Task:
Scan the entries below for "collar" and copy each line that holds it.

Task data Start Marker

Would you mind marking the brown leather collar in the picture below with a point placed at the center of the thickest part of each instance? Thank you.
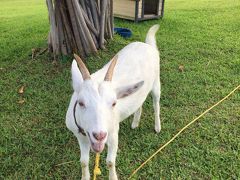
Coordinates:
(80, 129)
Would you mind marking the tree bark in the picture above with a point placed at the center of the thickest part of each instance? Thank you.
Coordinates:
(79, 26)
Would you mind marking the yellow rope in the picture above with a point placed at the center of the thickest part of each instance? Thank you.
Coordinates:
(97, 170)
(154, 154)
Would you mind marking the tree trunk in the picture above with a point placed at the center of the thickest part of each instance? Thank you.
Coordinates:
(79, 26)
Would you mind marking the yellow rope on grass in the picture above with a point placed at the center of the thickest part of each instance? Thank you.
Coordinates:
(97, 170)
(185, 127)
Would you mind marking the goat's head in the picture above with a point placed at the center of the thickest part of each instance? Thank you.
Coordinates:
(96, 102)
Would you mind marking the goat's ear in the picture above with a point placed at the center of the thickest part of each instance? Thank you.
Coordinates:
(76, 77)
(128, 90)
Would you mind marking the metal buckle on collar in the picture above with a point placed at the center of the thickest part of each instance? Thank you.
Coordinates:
(80, 129)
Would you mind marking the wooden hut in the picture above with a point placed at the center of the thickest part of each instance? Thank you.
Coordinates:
(138, 10)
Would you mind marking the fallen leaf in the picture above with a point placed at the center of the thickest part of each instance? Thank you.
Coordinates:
(54, 63)
(181, 68)
(21, 90)
(21, 101)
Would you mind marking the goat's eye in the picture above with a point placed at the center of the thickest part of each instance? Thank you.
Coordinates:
(114, 103)
(81, 104)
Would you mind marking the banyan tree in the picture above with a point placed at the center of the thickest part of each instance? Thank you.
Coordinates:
(79, 26)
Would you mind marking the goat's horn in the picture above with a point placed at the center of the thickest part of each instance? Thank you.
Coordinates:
(109, 74)
(84, 71)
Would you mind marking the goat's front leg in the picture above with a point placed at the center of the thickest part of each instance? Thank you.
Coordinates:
(111, 156)
(84, 157)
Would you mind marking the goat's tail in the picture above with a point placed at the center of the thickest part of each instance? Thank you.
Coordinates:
(150, 38)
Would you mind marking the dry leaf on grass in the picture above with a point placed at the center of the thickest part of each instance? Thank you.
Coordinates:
(21, 101)
(181, 68)
(21, 90)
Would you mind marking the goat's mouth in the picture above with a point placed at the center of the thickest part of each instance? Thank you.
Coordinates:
(97, 147)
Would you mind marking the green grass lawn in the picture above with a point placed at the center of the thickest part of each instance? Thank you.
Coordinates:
(201, 35)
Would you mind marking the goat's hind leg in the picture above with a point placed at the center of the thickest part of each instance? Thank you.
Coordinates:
(136, 118)
(156, 93)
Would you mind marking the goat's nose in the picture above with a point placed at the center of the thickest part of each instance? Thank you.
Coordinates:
(99, 136)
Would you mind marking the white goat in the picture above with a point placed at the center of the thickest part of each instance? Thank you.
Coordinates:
(101, 100)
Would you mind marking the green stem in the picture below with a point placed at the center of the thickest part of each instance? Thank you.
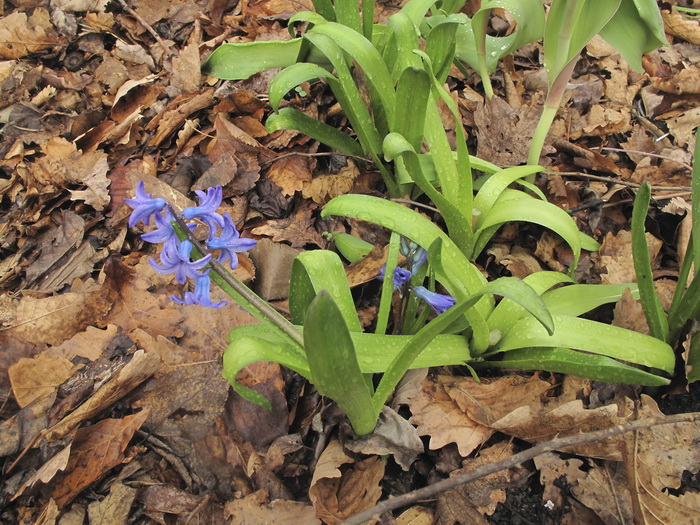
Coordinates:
(235, 289)
(551, 106)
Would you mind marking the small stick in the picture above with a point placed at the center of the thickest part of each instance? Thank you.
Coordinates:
(526, 455)
(147, 27)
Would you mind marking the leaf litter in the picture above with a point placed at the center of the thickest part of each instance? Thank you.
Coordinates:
(113, 401)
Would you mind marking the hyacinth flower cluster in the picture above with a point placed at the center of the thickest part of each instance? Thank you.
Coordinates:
(417, 256)
(176, 256)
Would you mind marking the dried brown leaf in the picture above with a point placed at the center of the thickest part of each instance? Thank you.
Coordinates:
(38, 377)
(336, 495)
(96, 450)
(440, 417)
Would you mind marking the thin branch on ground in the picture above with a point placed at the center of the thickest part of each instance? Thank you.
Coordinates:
(526, 455)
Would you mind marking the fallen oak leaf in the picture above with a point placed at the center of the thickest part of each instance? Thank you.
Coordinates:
(96, 450)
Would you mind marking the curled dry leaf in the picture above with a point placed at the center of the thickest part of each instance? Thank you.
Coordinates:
(336, 495)
(96, 450)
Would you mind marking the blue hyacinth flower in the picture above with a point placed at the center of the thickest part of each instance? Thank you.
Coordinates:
(230, 243)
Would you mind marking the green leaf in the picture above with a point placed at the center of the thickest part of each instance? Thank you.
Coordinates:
(566, 361)
(651, 304)
(494, 187)
(507, 312)
(290, 118)
(636, 29)
(481, 51)
(318, 270)
(412, 97)
(577, 299)
(590, 336)
(460, 276)
(694, 358)
(335, 371)
(290, 77)
(253, 343)
(510, 287)
(240, 61)
(514, 205)
(570, 25)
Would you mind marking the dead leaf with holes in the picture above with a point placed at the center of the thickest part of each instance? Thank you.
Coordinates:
(297, 229)
(38, 377)
(94, 452)
(21, 35)
(338, 495)
(291, 173)
(257, 508)
(439, 416)
(56, 318)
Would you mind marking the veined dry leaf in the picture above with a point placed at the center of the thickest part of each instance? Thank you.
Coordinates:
(35, 378)
(291, 173)
(680, 26)
(336, 495)
(440, 417)
(297, 229)
(21, 36)
(256, 508)
(484, 494)
(136, 306)
(141, 367)
(187, 74)
(54, 319)
(323, 188)
(46, 472)
(88, 344)
(96, 450)
(492, 399)
(115, 508)
(543, 423)
(392, 435)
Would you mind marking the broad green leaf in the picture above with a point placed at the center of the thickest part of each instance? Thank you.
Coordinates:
(566, 361)
(694, 358)
(318, 270)
(577, 299)
(240, 61)
(399, 53)
(510, 287)
(696, 205)
(440, 45)
(570, 25)
(590, 336)
(635, 29)
(514, 205)
(397, 147)
(529, 15)
(492, 189)
(335, 371)
(651, 304)
(461, 278)
(352, 248)
(412, 97)
(290, 77)
(248, 346)
(290, 118)
(507, 312)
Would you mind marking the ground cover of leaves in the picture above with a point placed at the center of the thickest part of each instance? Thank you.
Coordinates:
(113, 406)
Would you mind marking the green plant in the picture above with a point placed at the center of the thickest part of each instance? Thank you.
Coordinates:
(685, 306)
(533, 325)
(633, 27)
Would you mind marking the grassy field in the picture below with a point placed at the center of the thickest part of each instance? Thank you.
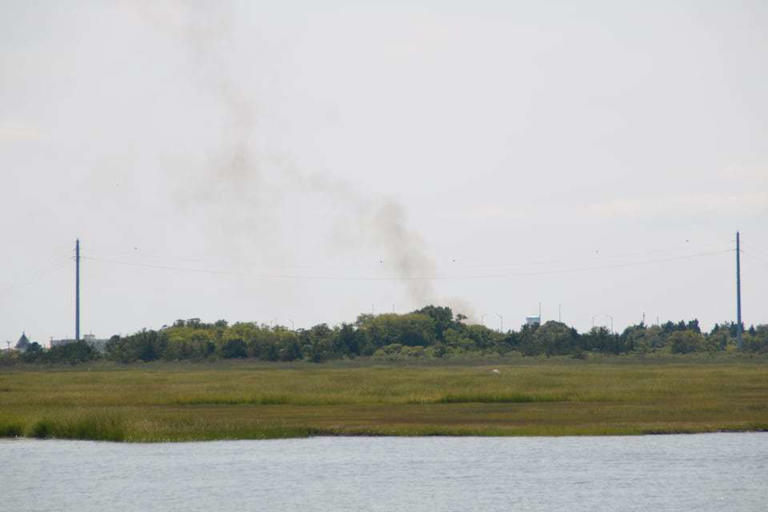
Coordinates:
(184, 402)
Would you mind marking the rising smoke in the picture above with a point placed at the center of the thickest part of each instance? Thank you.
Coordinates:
(237, 185)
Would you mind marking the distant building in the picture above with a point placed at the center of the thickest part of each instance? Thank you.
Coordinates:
(533, 320)
(23, 344)
(99, 344)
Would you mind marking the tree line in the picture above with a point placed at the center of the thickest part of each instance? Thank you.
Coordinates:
(429, 332)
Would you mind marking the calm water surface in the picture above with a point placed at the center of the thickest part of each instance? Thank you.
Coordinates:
(656, 473)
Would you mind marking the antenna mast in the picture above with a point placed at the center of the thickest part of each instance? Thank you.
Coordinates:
(739, 327)
(77, 290)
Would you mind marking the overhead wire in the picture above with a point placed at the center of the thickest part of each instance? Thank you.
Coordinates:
(291, 276)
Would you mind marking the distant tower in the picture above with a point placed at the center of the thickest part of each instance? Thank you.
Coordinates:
(77, 290)
(739, 328)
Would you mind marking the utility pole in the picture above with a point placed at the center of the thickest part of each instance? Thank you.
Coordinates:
(77, 290)
(738, 292)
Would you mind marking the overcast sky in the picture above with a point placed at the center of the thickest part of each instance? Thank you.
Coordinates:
(295, 163)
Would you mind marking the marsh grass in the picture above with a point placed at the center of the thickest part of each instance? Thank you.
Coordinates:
(88, 425)
(187, 402)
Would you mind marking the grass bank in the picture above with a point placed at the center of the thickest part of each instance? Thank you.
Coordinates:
(184, 402)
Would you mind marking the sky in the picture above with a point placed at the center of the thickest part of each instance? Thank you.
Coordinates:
(295, 163)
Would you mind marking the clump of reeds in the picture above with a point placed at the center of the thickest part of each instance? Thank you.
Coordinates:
(97, 427)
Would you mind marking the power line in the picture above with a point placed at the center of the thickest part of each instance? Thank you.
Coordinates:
(754, 257)
(290, 276)
(37, 274)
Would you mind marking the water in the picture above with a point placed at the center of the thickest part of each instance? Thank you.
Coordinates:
(705, 472)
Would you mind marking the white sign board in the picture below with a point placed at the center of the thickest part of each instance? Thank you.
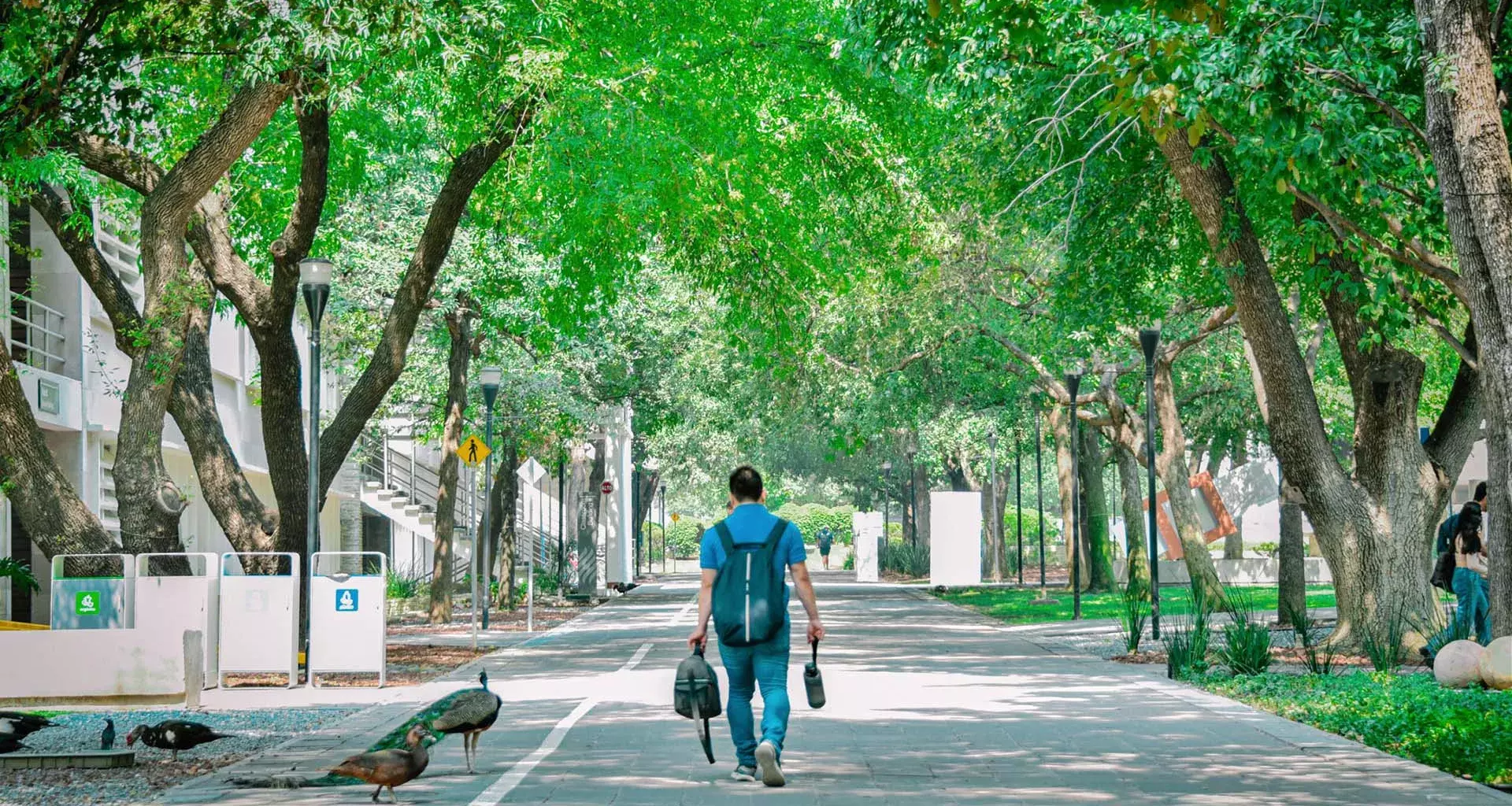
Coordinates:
(346, 614)
(956, 538)
(259, 617)
(865, 536)
(172, 604)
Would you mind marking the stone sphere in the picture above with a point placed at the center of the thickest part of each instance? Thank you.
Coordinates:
(1458, 664)
(1495, 664)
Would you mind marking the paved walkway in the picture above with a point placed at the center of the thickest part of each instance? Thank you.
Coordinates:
(927, 704)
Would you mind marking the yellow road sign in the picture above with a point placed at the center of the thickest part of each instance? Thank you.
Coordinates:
(473, 451)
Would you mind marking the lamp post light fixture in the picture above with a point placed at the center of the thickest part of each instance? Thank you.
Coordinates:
(315, 282)
(489, 379)
(994, 527)
(1150, 342)
(1073, 387)
(887, 499)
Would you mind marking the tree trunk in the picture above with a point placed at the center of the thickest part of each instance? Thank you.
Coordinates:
(507, 540)
(1470, 157)
(1095, 505)
(458, 327)
(1373, 531)
(41, 495)
(921, 504)
(1171, 464)
(1292, 584)
(1133, 499)
(1060, 428)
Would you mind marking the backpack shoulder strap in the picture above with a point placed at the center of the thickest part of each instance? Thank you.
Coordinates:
(776, 534)
(726, 538)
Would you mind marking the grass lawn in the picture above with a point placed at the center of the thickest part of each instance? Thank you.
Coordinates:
(1012, 605)
(1464, 732)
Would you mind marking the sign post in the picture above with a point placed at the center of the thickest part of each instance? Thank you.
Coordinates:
(472, 451)
(531, 474)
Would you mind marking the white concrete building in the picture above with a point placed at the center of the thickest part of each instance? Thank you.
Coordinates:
(64, 348)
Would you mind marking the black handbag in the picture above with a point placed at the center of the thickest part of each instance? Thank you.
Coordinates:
(813, 681)
(696, 696)
(1444, 572)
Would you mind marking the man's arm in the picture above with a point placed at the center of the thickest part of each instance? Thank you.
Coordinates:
(805, 587)
(700, 633)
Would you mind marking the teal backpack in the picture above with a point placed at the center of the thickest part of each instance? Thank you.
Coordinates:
(749, 604)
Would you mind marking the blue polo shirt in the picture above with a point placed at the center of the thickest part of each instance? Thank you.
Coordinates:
(750, 523)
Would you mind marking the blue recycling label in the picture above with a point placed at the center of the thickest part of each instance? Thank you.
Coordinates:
(345, 599)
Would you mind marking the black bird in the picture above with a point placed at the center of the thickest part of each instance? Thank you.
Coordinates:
(469, 712)
(174, 735)
(17, 727)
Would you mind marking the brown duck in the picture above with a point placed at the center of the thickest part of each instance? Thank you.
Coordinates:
(389, 767)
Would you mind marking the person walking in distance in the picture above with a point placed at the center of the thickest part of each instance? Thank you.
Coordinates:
(744, 589)
(826, 540)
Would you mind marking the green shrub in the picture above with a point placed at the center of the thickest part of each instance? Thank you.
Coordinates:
(1247, 641)
(1133, 616)
(1462, 732)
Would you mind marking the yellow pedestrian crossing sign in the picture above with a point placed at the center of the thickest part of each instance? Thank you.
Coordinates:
(473, 451)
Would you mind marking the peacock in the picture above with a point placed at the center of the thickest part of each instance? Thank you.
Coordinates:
(469, 712)
(16, 725)
(389, 767)
(174, 735)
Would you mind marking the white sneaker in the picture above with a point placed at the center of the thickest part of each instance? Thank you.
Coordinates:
(769, 766)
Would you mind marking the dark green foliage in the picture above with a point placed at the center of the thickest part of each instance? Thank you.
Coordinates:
(1382, 643)
(1247, 641)
(1462, 732)
(1133, 616)
(905, 560)
(1317, 658)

Task data End Marker

Solution for this task:
Would you mind marking the brown leather collar in the picture below with a point placed at the center of the thickest part of each instance? Thank you.
Would you mind marking the metal buckle on collar in the picture above with a point placed at the center of the thickest part of each instance? Thank you.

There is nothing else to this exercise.